• _Assigned task_:
Gather every line in the data below that contains the string "negative", matching case exactly.

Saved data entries
-*-*-
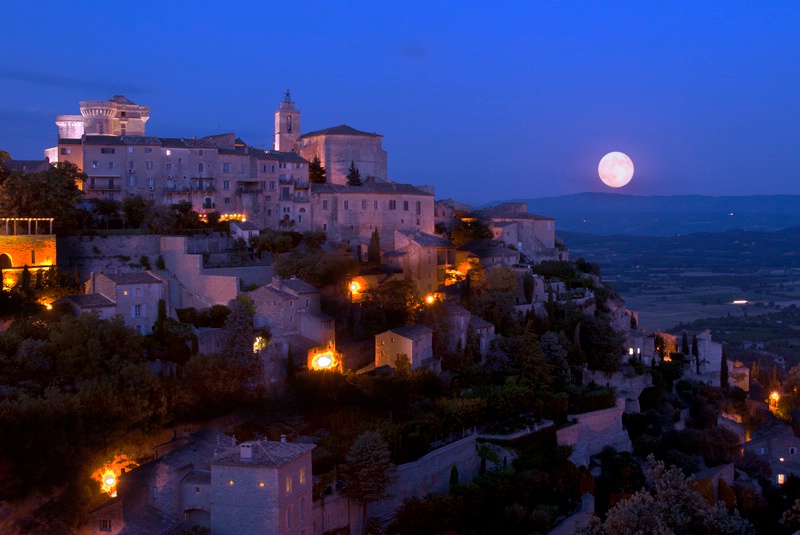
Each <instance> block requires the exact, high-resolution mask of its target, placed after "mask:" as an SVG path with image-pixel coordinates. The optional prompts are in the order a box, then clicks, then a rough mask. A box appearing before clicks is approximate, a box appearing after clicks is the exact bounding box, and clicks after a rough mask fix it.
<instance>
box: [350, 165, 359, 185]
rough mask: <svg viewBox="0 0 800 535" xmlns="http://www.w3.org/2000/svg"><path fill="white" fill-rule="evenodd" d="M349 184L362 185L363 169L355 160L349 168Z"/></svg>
mask: <svg viewBox="0 0 800 535" xmlns="http://www.w3.org/2000/svg"><path fill="white" fill-rule="evenodd" d="M347 185H348V186H360V185H361V171H359V170H358V167H356V164H355V162H350V169H348V170H347Z"/></svg>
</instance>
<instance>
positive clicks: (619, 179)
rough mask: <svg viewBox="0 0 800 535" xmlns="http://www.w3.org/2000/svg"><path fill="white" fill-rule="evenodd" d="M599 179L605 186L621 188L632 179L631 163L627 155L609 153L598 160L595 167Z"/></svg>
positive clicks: (619, 152)
mask: <svg viewBox="0 0 800 535" xmlns="http://www.w3.org/2000/svg"><path fill="white" fill-rule="evenodd" d="M597 172H598V173H599V174H600V179H601V180H602V181H603V182H605V184H606V185H607V186H611V187H612V188H621V187H622V186H624V185H625V184H627V183H628V182H630V181H631V178H633V162H632V161H631V159H630V158H628V155H627V154H624V153H622V152H609V153H608V154H606V155H605V156H603V159H602V160H600V165H598V166H597Z"/></svg>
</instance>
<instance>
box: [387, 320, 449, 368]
mask: <svg viewBox="0 0 800 535" xmlns="http://www.w3.org/2000/svg"><path fill="white" fill-rule="evenodd" d="M401 355H404V356H405V357H407V358H408V361H409V364H410V365H411V369H412V370H418V369H421V368H430V369H432V370H433V371H440V370H441V359H439V358H437V357H434V355H433V331H432V330H431V329H430V328H428V327H425V326H424V325H407V326H405V327H398V328H397V329H389V330H388V331H385V332H382V333H380V334H376V335H375V367H376V368H377V367H379V366H391V367H392V368H396V367H397V364H396V361H397V358H398V357H400V356H401Z"/></svg>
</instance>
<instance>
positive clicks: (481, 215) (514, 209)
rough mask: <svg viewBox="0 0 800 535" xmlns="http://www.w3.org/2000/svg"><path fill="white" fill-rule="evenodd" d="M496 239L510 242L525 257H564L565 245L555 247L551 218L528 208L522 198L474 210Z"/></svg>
mask: <svg viewBox="0 0 800 535" xmlns="http://www.w3.org/2000/svg"><path fill="white" fill-rule="evenodd" d="M476 215H477V217H478V219H480V220H481V221H482V222H484V223H486V224H487V225H488V226H489V228H490V229H491V230H492V233H493V234H494V237H495V239H496V240H500V241H502V242H503V243H505V244H512V245H514V246H515V247H516V248H517V250H518V251H519V252H521V253H522V254H524V255H525V256H526V257H527V258H528V260H529V261H531V262H532V263H534V264H538V263H539V262H542V261H543V260H568V259H569V258H568V253H567V251H566V249H563V248H561V247H557V245H556V238H555V220H554V219H553V218H552V217H545V216H540V215H536V214H531V213H529V212H528V206H527V204H526V203H524V202H510V203H503V204H499V205H497V206H493V207H491V208H487V209H486V210H481V211H478V212H476Z"/></svg>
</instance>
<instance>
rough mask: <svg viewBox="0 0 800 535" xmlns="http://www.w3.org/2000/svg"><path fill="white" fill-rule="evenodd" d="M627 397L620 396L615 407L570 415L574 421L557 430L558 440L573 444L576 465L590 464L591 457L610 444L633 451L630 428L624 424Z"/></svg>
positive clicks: (572, 458) (611, 445) (616, 446)
mask: <svg viewBox="0 0 800 535" xmlns="http://www.w3.org/2000/svg"><path fill="white" fill-rule="evenodd" d="M624 412H625V398H624V397H618V398H617V399H616V403H615V405H614V406H613V407H611V408H609V409H602V410H599V411H593V412H587V413H584V414H577V415H570V416H569V419H570V421H575V422H576V423H574V424H573V425H570V426H568V427H564V428H562V429H559V430H558V431H557V432H556V436H557V437H558V444H559V445H561V446H572V449H573V451H572V455H570V458H569V460H570V461H572V462H573V463H574V464H575V465H578V466H580V465H583V466H586V467H588V466H589V457H591V456H592V455H597V454H598V453H600V452H601V451H603V448H604V447H606V446H612V447H614V448H616V450H617V451H633V445H632V444H631V439H630V437H628V432H627V431H626V430H625V428H624V427H622V414H623V413H624Z"/></svg>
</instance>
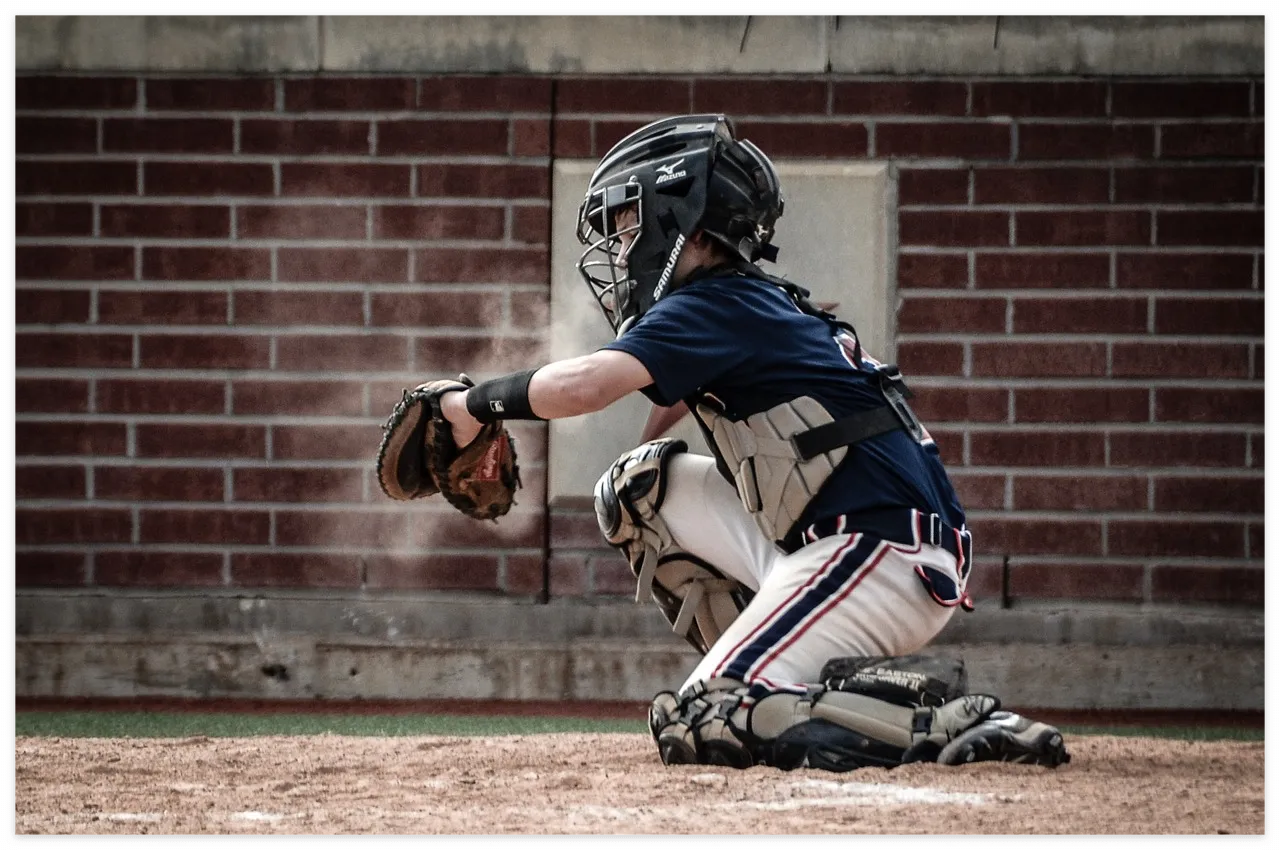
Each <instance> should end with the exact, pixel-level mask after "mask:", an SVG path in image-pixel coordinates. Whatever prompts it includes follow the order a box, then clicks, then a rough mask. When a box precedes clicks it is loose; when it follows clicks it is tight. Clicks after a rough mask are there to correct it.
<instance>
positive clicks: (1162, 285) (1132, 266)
mask: <svg viewBox="0 0 1280 850" xmlns="http://www.w3.org/2000/svg"><path fill="white" fill-rule="evenodd" d="M1116 285H1117V287H1120V288H1121V289H1125V288H1130V289H1252V288H1253V257H1252V256H1249V255H1247V253H1117V255H1116Z"/></svg>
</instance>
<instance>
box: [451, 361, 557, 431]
mask: <svg viewBox="0 0 1280 850" xmlns="http://www.w3.org/2000/svg"><path fill="white" fill-rule="evenodd" d="M535 371H538V370H536V369H530V370H527V371H522V373H515V374H512V375H503V376H502V378H494V379H493V380H486V381H484V383H483V384H476V385H475V387H472V388H471V389H470V390H467V412H468V413H471V415H472V416H474V417H475V419H476V420H479V421H481V422H497V421H499V420H504V419H538V420H540V419H541V416H538V415H536V413H534V408H532V407H530V406H529V381H531V380H532V379H534V373H535Z"/></svg>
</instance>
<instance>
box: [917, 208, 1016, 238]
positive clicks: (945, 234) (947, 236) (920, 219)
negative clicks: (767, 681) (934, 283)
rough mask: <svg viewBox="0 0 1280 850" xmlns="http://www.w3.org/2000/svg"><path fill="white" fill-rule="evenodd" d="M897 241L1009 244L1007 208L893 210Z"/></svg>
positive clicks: (1008, 218)
mask: <svg viewBox="0 0 1280 850" xmlns="http://www.w3.org/2000/svg"><path fill="white" fill-rule="evenodd" d="M897 233H899V245H904V246H906V245H931V246H946V247H977V246H1006V245H1009V214H1007V212H970V211H963V212H961V211H936V210H934V211H928V212H906V211H904V212H899V214H897Z"/></svg>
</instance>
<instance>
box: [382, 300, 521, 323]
mask: <svg viewBox="0 0 1280 850" xmlns="http://www.w3.org/2000/svg"><path fill="white" fill-rule="evenodd" d="M371 298H372V306H371V310H370V316H371V324H374V325H375V326H393V328H394V326H399V328H449V326H453V328H485V326H489V325H498V324H502V301H503V300H502V293H498V292H422V293H390V292H375V293H374V294H372V296H371Z"/></svg>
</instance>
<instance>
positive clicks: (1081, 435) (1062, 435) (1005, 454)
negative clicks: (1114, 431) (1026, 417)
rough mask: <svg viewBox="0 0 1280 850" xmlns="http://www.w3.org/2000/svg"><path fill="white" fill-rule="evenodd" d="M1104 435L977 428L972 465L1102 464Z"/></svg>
mask: <svg viewBox="0 0 1280 850" xmlns="http://www.w3.org/2000/svg"><path fill="white" fill-rule="evenodd" d="M1103 457H1105V444H1103V435H1102V434H1094V433H1088V431H1076V433H1073V431H1052V433H1046V431H973V433H972V434H970V435H969V465H970V466H1046V467H1052V466H1070V467H1075V466H1102V461H1103Z"/></svg>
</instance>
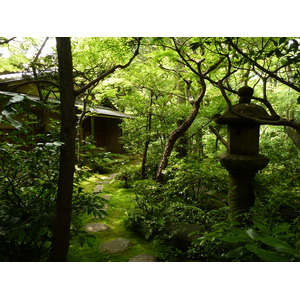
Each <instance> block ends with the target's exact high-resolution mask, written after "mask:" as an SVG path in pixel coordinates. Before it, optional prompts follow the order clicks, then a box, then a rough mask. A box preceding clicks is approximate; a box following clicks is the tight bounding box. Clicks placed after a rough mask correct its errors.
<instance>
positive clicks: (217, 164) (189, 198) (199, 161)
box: [165, 157, 228, 210]
mask: <svg viewBox="0 0 300 300" xmlns="http://www.w3.org/2000/svg"><path fill="white" fill-rule="evenodd" d="M195 159H196V158H195V157H187V158H185V159H182V160H177V162H176V163H175V164H173V165H171V166H169V168H167V169H166V172H165V176H166V177H167V178H168V182H167V184H166V188H167V189H168V193H169V195H174V196H177V197H180V198H181V199H182V200H183V201H184V202H185V203H193V205H195V206H197V207H201V208H202V209H204V210H211V209H213V208H217V207H220V206H221V207H222V206H224V205H225V204H224V200H225V199H226V195H227V185H228V180H227V174H226V170H224V169H223V168H220V166H219V164H218V161H217V158H216V157H215V158H213V159H209V158H206V159H202V160H201V159H198V160H196V161H195Z"/></svg>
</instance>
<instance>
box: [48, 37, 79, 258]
mask: <svg viewBox="0 0 300 300" xmlns="http://www.w3.org/2000/svg"><path fill="white" fill-rule="evenodd" d="M56 41H57V53H58V64H59V90H60V102H61V136H60V140H61V142H62V143H63V145H62V147H61V151H60V168H59V179H58V192H57V211H56V220H55V221H56V222H55V228H54V233H53V241H52V247H51V252H50V261H59V262H62V261H66V259H67V253H68V249H69V240H70V223H71V212H72V195H73V178H74V171H75V136H76V115H75V93H74V85H73V65H72V53H71V41H70V38H68V37H58V38H56Z"/></svg>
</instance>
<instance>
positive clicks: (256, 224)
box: [253, 221, 271, 235]
mask: <svg viewBox="0 0 300 300" xmlns="http://www.w3.org/2000/svg"><path fill="white" fill-rule="evenodd" d="M253 224H254V225H255V226H256V227H257V228H258V229H259V230H261V231H262V232H263V233H265V234H267V235H271V232H270V230H269V228H268V227H266V226H265V225H263V224H261V223H258V222H255V221H254V222H253Z"/></svg>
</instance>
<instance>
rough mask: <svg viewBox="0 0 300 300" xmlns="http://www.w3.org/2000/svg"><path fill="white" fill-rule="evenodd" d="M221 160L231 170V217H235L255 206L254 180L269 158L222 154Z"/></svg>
mask: <svg viewBox="0 0 300 300" xmlns="http://www.w3.org/2000/svg"><path fill="white" fill-rule="evenodd" d="M219 158H220V162H221V164H222V166H223V167H225V168H226V170H227V171H228V172H229V176H230V179H229V192H228V201H229V208H230V209H229V217H230V218H231V219H234V218H235V216H238V215H239V214H241V213H244V212H247V211H249V209H250V208H251V207H252V206H254V203H255V196H254V180H255V175H256V173H257V172H258V171H259V170H262V169H263V168H265V167H266V166H267V164H268V162H269V159H268V158H267V157H265V156H263V155H235V154H227V153H225V154H222V155H220V157H219Z"/></svg>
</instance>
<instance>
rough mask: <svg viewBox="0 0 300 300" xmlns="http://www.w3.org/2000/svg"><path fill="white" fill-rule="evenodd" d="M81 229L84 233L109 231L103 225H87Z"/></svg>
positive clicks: (97, 223)
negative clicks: (83, 228) (84, 231)
mask: <svg viewBox="0 0 300 300" xmlns="http://www.w3.org/2000/svg"><path fill="white" fill-rule="evenodd" d="M83 228H84V230H85V231H86V232H99V231H105V230H109V229H110V227H109V226H107V225H105V224H103V223H89V224H86V225H85V226H83Z"/></svg>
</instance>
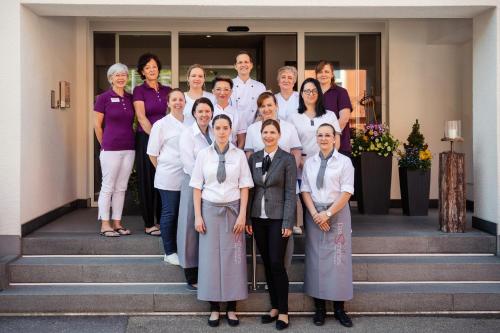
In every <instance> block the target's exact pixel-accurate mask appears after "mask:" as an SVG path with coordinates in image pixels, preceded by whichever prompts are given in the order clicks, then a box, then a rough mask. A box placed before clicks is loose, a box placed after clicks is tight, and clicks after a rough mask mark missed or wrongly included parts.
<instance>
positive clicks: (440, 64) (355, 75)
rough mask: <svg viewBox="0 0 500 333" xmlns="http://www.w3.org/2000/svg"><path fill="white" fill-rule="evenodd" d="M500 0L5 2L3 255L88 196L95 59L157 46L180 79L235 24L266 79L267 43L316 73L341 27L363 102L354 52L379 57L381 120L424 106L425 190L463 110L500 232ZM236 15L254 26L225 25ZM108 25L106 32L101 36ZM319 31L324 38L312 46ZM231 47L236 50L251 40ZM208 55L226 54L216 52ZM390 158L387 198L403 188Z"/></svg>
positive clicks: (477, 175) (409, 120)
-*-*-
• _Response_:
negative clicks: (767, 681) (934, 283)
negative clicks: (1114, 431) (1026, 417)
negative clicks: (83, 228) (84, 231)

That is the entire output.